• Required work: Write out, word for word, the passage of the profile of Marshall Smith from "After a little" to "Scroll songwriting award.".

After years of hard slog keeping a day job to pay for his musical passion, to becoming a household face no one can quite put a name to, Big Wednesday presenter Marshall Smith tells Alan Perrott the effort is now paying off.
Marshall Smith finally has a real job. Actually, make that jobs. Even if they're stopgaps, much like actors who turn to waiting or bartending to fund the dream no one takes seriously.
In Smith's case they're also the kind of jobs that get strangers thinking they know him when he walks into the dairy. He's now used to the slightly puzzled double-take followed by a wave and tentative "oh ... hi?"
That's what happens when you inhabit the edges of telly, more people know your face if not your name. In Smith's case it comes from his fortnightly role as a Big Wednesday lottery presenter and long list of bit-parts in advertisements. Of late he's been one half of a waving couple in the Hyundai ad, where the kids take the car for a spin and his hands often loom large for Burger King and McDonalds.
It's all good news as far as his parents are concerned, they've worried about him for years. It's the music. Noodling on a piano and writing songs in your room aren't proper jobs, they just annoy the neighbours.
It's not like the 35-year-old has enjoyed the greatest of relationships with his muse, either. Behind the telegenic grin is a tortured artist whose battle to be taken seriously has seen him give it all away on more occasions than he can remember.
But the fact is, he's now getting somewhere and there's got to be something in that for all of us ... even if it's only a pang of jealousy.
As mentioned, he was an early starter. He started taking correspondence lessons in classical piano from the Royal School of Music when he was 4 and didn't give them away until he was 16, "when I got to hating it". Two years later and now in London, the North Shore boy was living in a basement flat underlooking the Thames, exactly far enough from the naysayers to provide the space for a proper crack at showbiz.
A day job designing artwork for the latest EMI music releases paid the rent, while songwriting and gigging kept his soul alive. For six years he performed at least three nights a week and practised until his neighbour's knuckles left bloody smears on the wall - every sound he made was broadcast via the chimney flue.
Then his fifth year passed by and took his starry eyes with it. "I was exhausted," says Smith. "With working and gigging I'd been going hard, seven days a week since I'd arrived and had played every dodgy pub in town. I was absolutely over it. If you're working in the arts and desperately trying to create a career ... well, London gets really hard. I loved it there and the people I'd met, but it's so competitive, so expensive and you don't have your family or support networks to fall back on. And I really wanted to see the sky again."
After a little more navel-gazing, he scribbled down some ideas for a song, then jumped on a plane and pretty much gave music away. Once home, Smith worked his way through a degree and stuck at a marketing job until it drove him crazy.
Then he rediscovered those notes he'd written and whipped up a song called Grey Boy. On a whim he posted the result to the Australasian Performing Right Association (APRA) for the 2004 Silver Scroll songwriting award.

Rows from a dataset:
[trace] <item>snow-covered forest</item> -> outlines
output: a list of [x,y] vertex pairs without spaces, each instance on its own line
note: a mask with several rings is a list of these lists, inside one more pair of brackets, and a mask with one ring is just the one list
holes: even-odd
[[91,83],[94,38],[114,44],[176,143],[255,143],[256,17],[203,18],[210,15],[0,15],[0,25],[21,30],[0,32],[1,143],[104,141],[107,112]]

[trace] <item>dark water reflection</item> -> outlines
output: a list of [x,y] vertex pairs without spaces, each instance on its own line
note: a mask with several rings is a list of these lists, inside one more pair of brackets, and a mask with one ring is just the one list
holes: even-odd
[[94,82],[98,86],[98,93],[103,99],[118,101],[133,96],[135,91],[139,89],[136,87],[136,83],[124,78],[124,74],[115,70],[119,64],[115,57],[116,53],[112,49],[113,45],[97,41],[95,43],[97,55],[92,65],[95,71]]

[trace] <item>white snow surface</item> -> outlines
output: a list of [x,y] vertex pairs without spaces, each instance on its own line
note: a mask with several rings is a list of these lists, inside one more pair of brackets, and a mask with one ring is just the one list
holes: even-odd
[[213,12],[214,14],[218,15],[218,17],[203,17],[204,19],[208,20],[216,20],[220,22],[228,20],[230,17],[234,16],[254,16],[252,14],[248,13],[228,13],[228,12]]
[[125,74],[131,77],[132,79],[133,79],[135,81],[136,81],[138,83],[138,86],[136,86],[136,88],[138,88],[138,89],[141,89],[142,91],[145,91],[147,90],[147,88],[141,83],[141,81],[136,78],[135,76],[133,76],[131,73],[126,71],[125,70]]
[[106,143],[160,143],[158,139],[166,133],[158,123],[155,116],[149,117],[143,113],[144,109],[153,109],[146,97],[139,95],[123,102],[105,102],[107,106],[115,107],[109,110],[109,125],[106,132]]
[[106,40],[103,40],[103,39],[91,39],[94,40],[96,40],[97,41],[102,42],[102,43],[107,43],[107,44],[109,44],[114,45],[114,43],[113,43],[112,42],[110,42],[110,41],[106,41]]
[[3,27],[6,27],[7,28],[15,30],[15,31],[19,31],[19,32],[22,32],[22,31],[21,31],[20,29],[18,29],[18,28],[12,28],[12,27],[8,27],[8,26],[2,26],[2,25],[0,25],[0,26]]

• Exercise output:
After a little more navel-gazing, he scribbled down some ideas for a song, then jumped on a plane and pretty much gave music away. Once home, Smith worked his way through a degree and stuck at a marketing job until it drove him crazy.
Then he rediscovered those notes he'd written and whipped up a song called Grey Boy. On a whim he posted the result to the Australasian Performing Right Association (APRA) for the 2004 Silver Scroll songwriting award.